Exercise prompt: Show each line of the data below that contains the word "noun", treating uppercase and lowercase letters as different.

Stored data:
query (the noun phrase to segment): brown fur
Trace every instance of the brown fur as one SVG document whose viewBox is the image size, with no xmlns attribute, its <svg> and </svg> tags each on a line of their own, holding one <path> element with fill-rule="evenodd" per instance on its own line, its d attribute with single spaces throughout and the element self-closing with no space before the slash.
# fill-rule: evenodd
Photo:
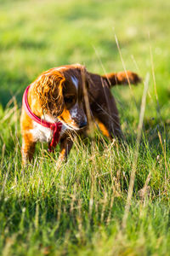
<svg viewBox="0 0 170 256">
<path fill-rule="evenodd" d="M 77 79 L 77 90 L 71 78 Z M 28 102 L 31 111 L 39 118 L 43 118 L 43 114 L 47 113 L 69 125 L 73 130 L 71 137 L 75 129 L 76 132 L 82 133 L 82 131 L 85 131 L 88 127 L 87 125 L 83 130 L 80 129 L 86 123 L 87 110 L 83 96 L 83 83 L 85 83 L 92 119 L 96 120 L 103 134 L 112 139 L 114 137 L 120 137 L 122 130 L 110 87 L 127 84 L 129 82 L 138 84 L 140 79 L 130 71 L 100 76 L 87 72 L 83 66 L 78 64 L 64 66 L 44 72 L 31 84 Z M 75 109 L 77 116 L 71 115 L 73 108 L 76 108 Z M 27 159 L 31 160 L 33 156 L 37 140 L 31 134 L 33 121 L 23 108 L 20 125 L 22 159 L 26 163 Z M 64 133 L 60 137 L 60 160 L 67 156 L 72 143 L 69 133 Z"/>
</svg>

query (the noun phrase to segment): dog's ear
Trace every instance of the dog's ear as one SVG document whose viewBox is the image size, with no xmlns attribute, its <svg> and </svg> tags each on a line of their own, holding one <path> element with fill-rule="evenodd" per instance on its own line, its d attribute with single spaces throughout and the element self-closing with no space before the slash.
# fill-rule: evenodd
<svg viewBox="0 0 170 256">
<path fill-rule="evenodd" d="M 34 83 L 34 91 L 42 110 L 60 115 L 64 109 L 63 85 L 65 79 L 58 71 L 42 73 Z"/>
</svg>

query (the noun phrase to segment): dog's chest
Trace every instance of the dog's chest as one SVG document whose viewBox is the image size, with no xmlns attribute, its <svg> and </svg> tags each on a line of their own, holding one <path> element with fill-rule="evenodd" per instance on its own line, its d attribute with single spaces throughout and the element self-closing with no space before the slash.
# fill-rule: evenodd
<svg viewBox="0 0 170 256">
<path fill-rule="evenodd" d="M 65 132 L 67 128 L 65 125 L 62 125 L 61 132 L 60 137 Z M 31 130 L 33 138 L 36 142 L 39 141 L 41 143 L 49 143 L 54 135 L 53 130 L 50 128 L 44 127 L 40 124 L 33 121 L 33 129 Z"/>
</svg>

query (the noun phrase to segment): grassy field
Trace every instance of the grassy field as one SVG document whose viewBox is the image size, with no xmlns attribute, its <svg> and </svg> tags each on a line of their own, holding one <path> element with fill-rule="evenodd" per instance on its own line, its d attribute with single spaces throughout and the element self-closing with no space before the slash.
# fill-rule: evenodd
<svg viewBox="0 0 170 256">
<path fill-rule="evenodd" d="M 170 255 L 169 9 L 169 0 L 0 0 L 0 255 Z M 60 168 L 59 148 L 39 145 L 23 169 L 24 89 L 60 65 L 123 70 L 115 35 L 126 68 L 148 79 L 141 140 L 144 84 L 114 88 L 124 145 L 96 131 Z"/>
</svg>

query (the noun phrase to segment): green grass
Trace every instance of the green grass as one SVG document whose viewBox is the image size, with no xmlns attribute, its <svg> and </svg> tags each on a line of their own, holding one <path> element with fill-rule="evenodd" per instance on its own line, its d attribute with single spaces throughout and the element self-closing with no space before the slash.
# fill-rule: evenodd
<svg viewBox="0 0 170 256">
<path fill-rule="evenodd" d="M 168 0 L 0 0 L 0 255 L 170 255 L 169 8 Z M 97 131 L 94 141 L 76 141 L 60 168 L 59 148 L 48 155 L 39 145 L 23 169 L 24 89 L 60 65 L 123 70 L 115 34 L 127 69 L 150 74 L 137 165 L 143 84 L 113 89 L 124 145 Z"/>
</svg>

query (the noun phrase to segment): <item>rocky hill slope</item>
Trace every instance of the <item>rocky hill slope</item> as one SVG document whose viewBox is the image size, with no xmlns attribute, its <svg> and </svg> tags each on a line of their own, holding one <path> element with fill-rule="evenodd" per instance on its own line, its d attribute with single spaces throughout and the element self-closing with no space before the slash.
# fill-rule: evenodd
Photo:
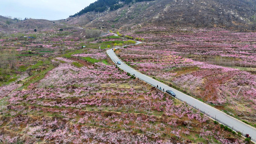
<svg viewBox="0 0 256 144">
<path fill-rule="evenodd" d="M 255 30 L 256 1 L 250 0 L 156 0 L 133 2 L 118 10 L 88 12 L 68 24 L 97 28 L 127 30 L 134 26 L 226 27 Z"/>
</svg>

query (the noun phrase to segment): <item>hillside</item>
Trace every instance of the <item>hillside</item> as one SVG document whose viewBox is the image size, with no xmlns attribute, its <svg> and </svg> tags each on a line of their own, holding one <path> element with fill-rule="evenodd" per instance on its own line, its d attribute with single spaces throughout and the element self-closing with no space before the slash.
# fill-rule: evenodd
<svg viewBox="0 0 256 144">
<path fill-rule="evenodd" d="M 134 1 L 115 11 L 110 11 L 110 8 L 102 12 L 95 10 L 80 13 L 69 18 L 68 24 L 98 28 L 118 29 L 126 26 L 127 30 L 140 24 L 220 27 L 246 31 L 255 30 L 256 5 L 255 0 L 249 0 Z"/>
</svg>

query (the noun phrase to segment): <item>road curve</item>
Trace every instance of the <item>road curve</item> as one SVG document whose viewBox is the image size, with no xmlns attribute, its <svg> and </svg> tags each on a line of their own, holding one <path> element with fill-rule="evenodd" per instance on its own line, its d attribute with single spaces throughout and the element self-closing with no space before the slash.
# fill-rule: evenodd
<svg viewBox="0 0 256 144">
<path fill-rule="evenodd" d="M 141 43 L 141 42 L 137 41 L 136 45 Z M 183 101 L 185 102 L 187 104 L 192 107 L 199 109 L 201 112 L 205 113 L 216 121 L 219 122 L 223 124 L 226 125 L 231 129 L 237 132 L 240 132 L 243 133 L 243 135 L 245 133 L 248 133 L 252 137 L 252 140 L 255 143 L 256 142 L 256 129 L 239 120 L 232 117 L 231 117 L 223 112 L 220 111 L 207 104 L 202 102 L 194 97 L 187 95 L 179 91 L 174 89 L 168 85 L 164 84 L 158 81 L 157 81 L 151 77 L 143 74 L 135 70 L 132 68 L 130 66 L 123 62 L 119 59 L 114 51 L 112 49 L 107 50 L 107 53 L 111 58 L 112 60 L 121 69 L 132 74 L 134 74 L 137 78 L 157 87 L 158 85 L 158 88 L 161 87 L 161 89 L 164 88 L 165 90 L 170 89 L 173 91 L 176 94 L 176 98 Z M 121 64 L 117 64 L 117 61 L 120 61 Z"/>
</svg>

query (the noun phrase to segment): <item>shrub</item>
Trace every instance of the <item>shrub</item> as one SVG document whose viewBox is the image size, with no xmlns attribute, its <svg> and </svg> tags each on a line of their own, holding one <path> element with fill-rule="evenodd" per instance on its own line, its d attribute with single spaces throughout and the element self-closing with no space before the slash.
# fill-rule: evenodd
<svg viewBox="0 0 256 144">
<path fill-rule="evenodd" d="M 244 139 L 244 142 L 250 143 L 251 139 L 249 138 L 247 138 Z"/>
<path fill-rule="evenodd" d="M 214 121 L 213 121 L 213 122 L 214 122 L 215 124 L 219 124 L 219 122 L 216 121 L 216 120 L 214 120 Z"/>
<path fill-rule="evenodd" d="M 223 124 L 220 124 L 220 128 L 222 128 L 222 129 L 223 129 L 223 128 L 224 128 L 224 125 L 223 125 Z"/>
</svg>

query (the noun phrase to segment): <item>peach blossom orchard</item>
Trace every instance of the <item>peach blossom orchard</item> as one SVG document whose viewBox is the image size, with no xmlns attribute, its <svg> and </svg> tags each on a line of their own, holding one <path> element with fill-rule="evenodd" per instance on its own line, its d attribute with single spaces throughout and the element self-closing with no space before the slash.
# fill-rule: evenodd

Written solution:
query (the noun phrase to segment): brown fur
query (the noun phrase to segment): dog's ear
query (the noun phrase to segment): dog's chest
query (the noun phrase to segment): grassy field
query (the noun phrase to segment): green grass
query (the noun phrase to segment): <item>rocky hill slope</item>
query (the noun phrase to segment): <item>hillside</item>
query (the noun phrase to segment): <item>road curve</item>
query (the noun phrase to segment): <item>shrub</item>
query (the noun phrase to segment): <item>peach blossom orchard</item>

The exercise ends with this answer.